> **EXERCISE DIRECTIONS**
Repeat exactly the lines from the line containing "written as (245,52)." through the last line of the records below, inclusive, and nothing else.

+===+

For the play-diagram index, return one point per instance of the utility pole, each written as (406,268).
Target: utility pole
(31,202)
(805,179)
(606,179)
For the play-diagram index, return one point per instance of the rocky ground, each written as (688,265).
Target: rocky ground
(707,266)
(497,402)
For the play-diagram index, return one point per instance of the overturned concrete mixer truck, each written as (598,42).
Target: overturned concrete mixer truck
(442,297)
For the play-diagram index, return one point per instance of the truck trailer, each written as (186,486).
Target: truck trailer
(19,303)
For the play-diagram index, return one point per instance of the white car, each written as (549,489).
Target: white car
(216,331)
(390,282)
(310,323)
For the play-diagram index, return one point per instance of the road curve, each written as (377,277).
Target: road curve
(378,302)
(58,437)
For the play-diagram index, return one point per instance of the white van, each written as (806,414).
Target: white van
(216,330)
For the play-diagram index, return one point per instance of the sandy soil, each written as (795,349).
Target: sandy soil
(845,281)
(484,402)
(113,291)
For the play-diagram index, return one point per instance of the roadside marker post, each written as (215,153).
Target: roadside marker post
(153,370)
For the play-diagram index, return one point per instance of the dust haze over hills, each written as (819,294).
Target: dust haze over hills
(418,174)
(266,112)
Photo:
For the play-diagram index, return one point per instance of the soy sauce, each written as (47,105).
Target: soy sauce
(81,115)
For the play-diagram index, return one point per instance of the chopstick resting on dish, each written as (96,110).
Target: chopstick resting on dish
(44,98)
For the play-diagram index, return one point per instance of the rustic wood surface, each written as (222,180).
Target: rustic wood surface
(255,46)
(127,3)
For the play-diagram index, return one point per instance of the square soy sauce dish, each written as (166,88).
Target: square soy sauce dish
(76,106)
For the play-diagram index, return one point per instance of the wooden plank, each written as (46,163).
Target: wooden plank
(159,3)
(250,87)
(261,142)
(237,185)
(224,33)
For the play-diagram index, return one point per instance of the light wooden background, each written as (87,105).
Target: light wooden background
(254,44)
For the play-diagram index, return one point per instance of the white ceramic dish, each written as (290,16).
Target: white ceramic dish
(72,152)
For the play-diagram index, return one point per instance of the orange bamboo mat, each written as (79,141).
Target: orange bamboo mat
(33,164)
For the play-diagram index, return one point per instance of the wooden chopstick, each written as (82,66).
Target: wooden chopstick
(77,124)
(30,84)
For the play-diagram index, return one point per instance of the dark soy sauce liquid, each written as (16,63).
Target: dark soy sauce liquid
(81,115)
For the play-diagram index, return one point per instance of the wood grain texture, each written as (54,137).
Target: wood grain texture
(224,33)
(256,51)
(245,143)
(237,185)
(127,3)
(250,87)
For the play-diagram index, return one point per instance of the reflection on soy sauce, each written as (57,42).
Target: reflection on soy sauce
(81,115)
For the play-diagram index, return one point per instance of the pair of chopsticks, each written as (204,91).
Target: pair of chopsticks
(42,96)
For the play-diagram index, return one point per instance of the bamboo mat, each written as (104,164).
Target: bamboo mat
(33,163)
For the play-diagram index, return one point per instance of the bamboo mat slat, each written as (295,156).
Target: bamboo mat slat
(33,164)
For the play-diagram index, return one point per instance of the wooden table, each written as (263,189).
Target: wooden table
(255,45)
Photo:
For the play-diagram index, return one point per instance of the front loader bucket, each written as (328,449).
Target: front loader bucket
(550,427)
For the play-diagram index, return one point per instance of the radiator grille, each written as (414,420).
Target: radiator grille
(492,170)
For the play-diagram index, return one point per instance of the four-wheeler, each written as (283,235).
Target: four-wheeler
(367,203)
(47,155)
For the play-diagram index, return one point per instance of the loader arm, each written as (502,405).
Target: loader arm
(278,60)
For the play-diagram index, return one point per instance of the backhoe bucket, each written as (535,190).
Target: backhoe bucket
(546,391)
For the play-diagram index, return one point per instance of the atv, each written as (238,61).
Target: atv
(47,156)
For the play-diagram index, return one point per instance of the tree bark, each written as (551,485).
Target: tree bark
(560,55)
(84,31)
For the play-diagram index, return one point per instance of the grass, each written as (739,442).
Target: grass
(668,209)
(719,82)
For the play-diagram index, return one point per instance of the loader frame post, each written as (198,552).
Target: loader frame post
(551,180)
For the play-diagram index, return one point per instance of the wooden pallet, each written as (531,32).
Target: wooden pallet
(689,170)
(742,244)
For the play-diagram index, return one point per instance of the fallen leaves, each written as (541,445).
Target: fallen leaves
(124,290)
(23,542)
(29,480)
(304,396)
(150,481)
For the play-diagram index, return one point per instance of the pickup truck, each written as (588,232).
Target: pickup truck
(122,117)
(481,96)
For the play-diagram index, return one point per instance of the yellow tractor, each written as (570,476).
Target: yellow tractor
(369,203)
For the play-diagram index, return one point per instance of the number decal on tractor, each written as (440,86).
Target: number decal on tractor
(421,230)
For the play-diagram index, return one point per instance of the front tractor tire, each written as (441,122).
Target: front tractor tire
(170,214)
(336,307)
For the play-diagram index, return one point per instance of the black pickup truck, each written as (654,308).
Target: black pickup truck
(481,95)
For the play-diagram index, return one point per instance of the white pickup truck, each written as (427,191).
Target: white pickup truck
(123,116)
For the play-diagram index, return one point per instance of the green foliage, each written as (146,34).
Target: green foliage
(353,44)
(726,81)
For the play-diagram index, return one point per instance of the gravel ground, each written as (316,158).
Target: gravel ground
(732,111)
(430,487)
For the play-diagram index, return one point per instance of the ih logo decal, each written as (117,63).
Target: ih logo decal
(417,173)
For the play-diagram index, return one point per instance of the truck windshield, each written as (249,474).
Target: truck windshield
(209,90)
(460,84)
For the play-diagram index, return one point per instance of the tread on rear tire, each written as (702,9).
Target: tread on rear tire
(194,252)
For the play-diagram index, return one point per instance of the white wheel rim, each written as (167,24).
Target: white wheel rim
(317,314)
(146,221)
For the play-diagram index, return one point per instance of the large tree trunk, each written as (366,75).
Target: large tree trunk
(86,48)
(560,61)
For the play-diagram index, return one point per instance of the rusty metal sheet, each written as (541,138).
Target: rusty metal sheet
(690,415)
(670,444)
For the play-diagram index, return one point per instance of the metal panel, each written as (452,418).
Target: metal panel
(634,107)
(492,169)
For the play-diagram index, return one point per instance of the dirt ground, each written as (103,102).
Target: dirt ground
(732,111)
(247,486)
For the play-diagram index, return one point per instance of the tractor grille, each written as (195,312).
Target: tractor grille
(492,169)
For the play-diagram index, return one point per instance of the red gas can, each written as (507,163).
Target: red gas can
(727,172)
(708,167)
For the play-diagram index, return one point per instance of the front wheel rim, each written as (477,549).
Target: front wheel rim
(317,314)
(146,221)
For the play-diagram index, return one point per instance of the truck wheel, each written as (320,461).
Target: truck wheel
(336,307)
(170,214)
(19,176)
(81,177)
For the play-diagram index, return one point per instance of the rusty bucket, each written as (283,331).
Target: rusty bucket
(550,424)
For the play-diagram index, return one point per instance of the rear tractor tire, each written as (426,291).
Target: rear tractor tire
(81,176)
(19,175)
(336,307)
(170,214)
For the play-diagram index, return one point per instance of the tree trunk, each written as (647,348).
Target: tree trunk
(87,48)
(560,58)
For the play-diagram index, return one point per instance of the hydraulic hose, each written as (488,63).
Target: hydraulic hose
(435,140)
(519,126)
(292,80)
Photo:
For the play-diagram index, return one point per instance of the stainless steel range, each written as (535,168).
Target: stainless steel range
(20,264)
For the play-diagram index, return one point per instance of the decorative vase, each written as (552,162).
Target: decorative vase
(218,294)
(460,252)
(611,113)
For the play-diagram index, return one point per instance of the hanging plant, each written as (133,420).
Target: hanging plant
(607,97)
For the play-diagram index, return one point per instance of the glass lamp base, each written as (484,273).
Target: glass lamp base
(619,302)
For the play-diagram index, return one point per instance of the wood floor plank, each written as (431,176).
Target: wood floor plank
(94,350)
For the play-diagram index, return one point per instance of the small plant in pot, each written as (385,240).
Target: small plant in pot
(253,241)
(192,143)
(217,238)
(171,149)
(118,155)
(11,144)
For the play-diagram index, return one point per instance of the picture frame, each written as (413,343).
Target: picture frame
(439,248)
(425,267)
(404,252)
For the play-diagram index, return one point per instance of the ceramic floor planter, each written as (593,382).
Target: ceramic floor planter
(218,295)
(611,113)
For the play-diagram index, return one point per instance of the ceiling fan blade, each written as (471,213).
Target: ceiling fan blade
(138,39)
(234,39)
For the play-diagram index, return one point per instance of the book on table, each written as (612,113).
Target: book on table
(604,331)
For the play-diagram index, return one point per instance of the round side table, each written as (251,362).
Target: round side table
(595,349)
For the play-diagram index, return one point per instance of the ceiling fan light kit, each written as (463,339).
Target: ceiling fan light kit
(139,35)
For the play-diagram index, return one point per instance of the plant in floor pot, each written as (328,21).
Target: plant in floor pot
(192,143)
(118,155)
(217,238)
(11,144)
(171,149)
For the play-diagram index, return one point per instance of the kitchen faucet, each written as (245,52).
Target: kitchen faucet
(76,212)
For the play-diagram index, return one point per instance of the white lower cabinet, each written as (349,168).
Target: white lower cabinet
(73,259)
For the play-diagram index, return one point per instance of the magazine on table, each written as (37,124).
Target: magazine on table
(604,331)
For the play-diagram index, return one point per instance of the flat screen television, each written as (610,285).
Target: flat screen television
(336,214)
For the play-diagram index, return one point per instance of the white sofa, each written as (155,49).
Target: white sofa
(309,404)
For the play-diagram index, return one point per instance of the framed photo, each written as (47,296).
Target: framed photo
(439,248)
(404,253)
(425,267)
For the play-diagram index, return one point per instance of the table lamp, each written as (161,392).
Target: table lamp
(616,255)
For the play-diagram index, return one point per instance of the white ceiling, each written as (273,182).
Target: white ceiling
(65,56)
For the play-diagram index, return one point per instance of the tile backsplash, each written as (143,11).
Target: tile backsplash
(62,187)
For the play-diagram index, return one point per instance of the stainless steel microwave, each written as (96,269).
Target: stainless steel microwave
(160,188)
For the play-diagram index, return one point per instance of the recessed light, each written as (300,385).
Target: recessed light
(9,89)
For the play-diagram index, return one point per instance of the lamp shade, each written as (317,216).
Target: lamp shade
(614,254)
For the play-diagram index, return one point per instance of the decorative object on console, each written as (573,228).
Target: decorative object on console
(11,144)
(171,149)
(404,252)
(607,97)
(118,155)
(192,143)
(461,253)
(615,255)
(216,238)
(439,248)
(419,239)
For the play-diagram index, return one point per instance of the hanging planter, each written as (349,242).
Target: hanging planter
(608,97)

+===+

> **SOLUTION TO THE PROBLEM**
For the play-diagram index, return one point per instance of the kitchen faucet, each written as (245,52).
Target: kitchen faucet
(76,212)
For the play-diagram index, return one point per instance of the white lower cabinet, each written as (349,168).
Target: white lower cabinet
(73,259)
For the play-diagram index, return one point per instance of the magazine on table, each written as (37,124).
Target: magazine on table
(604,331)
For the play-diagram index, return one point per instance of the flat screen television, each written as (610,285).
Target: flat screen television
(336,214)
For the play-diagram index, return one point per instance of the white sofa, each written as (155,49).
Target: white sofa
(309,404)
For the play-diagram index, return one point per instance of the framed photo, each written as (47,296).
Target: framed photo
(439,248)
(404,253)
(425,267)
For the play-diagram index, return one point per instance of the table lamp, each written as (161,392).
Target: table lamp
(616,255)
For the play-diagram index, return one point per instance of the white ceiling, each written as (273,182).
Target: white ceiling
(65,56)
For the play-diagram index, return one point per instance of the tile backsplash, each written as (143,11).
Target: tile backsplash
(62,187)
For the play-diagram index, return one point per instance of the stainless steel microwave, each written as (96,269).
Target: stainless steel microwave
(160,188)
For the play-diagram index, return one point per instance of the recessed light, each written as (300,385).
Target: recessed light
(9,89)
For the play-diagram index, return one point per instance of the lamp shade, each written as (317,216).
Target: lamp shade
(614,254)
For the play-diagram index, return one point per instance of the decorative object on console, each written as (573,228).
Target: decorative object on console
(11,144)
(171,149)
(404,252)
(607,97)
(118,155)
(192,143)
(461,253)
(615,255)
(216,238)
(439,248)
(419,239)
For the play-diagram index, return one point per instance of the hanging planter, each written as (349,242).
Target: hanging planter
(608,97)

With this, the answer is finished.